## WORK REQUIRED
Reproduce all of the data exactly, with no line skipped.

-- start of DATA FOR THE TASK --

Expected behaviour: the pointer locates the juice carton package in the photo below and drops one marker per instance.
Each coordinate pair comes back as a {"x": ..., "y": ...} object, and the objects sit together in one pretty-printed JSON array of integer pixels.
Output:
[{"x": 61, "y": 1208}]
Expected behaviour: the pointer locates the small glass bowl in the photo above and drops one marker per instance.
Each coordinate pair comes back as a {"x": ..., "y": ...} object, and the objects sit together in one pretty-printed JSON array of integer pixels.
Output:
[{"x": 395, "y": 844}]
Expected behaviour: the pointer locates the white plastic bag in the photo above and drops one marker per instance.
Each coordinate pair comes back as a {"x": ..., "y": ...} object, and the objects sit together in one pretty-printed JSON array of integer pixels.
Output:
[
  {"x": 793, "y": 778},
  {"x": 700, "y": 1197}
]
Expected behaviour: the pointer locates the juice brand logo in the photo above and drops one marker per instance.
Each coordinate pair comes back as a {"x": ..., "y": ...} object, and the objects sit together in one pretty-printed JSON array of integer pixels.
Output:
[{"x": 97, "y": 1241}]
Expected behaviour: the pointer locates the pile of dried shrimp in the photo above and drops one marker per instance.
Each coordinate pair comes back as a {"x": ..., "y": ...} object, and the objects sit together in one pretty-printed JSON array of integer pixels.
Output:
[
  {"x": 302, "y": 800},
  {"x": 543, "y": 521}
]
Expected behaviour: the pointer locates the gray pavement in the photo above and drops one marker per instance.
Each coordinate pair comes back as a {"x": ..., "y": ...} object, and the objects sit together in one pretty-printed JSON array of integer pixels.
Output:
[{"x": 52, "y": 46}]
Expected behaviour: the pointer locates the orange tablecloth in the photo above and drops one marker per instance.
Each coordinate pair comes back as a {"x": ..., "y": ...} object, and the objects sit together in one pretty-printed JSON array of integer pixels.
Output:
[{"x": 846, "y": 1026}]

-- end of DATA FOR THE TASK --

## FULL ANSWER
Expected behaviour: the pointer locates the juice carton package in the photo below and drops one marker per instance.
Each coordinate pair comes back as a {"x": ..., "y": ...} object, and the objects sit together in one pretty-printed JSON array of integer pixels.
Output:
[{"x": 61, "y": 1208}]
Expected behaviour: the pointer locates the small glass bowl in the photo above and drops one marker per instance.
Each coordinate pair comes back as a {"x": ..., "y": ...} object, and the objects sit together in one pretty-printed JSON array of integer pixels.
Output:
[{"x": 395, "y": 844}]
Expected behaviour: the pointer locates the white plastic bag in the photo above and drops one marker per instance.
Each coordinate pair comes back as a {"x": ..., "y": ...} object, and the objects sit together in one pretty-printed JSON array of integer pixels.
Output:
[
  {"x": 793, "y": 778},
  {"x": 700, "y": 1197}
]
Expected behaviour: the pointer locates the juice brand logo in the photo above and drops one marker per instance.
Each coordinate pair comes back as a {"x": ..., "y": ...} object, and the objects sit together in one pretty-printed JSON array of integer pixels.
Output:
[{"x": 97, "y": 1241}]
Expected behaviour: the pointer locates the pile of dried shrimp in the photo above and drops one marker per instance.
Each coordinate pair comes back as a {"x": ..., "y": ...} object, and the objects sit together in one pretty-printed JSON array of integer pixels.
Output:
[
  {"x": 302, "y": 800},
  {"x": 543, "y": 521}
]
Expected behaviour: the pointer locates the gray pavement in the photo above and drops one marker per instance.
Each coordinate pair comes back as a {"x": ..., "y": ...} object, and the objects sit together in one pretty-printed JSON array of integer pixels.
Output:
[{"x": 52, "y": 46}]
Expected behaviour: the pointer locates the orange tablecloth in the photo above and drops one marker per instance.
Each coordinate pair comes back as a {"x": ..., "y": ...} object, and the objects sit together in one pretty-printed JSON array of integer pixels.
Output:
[{"x": 846, "y": 1026}]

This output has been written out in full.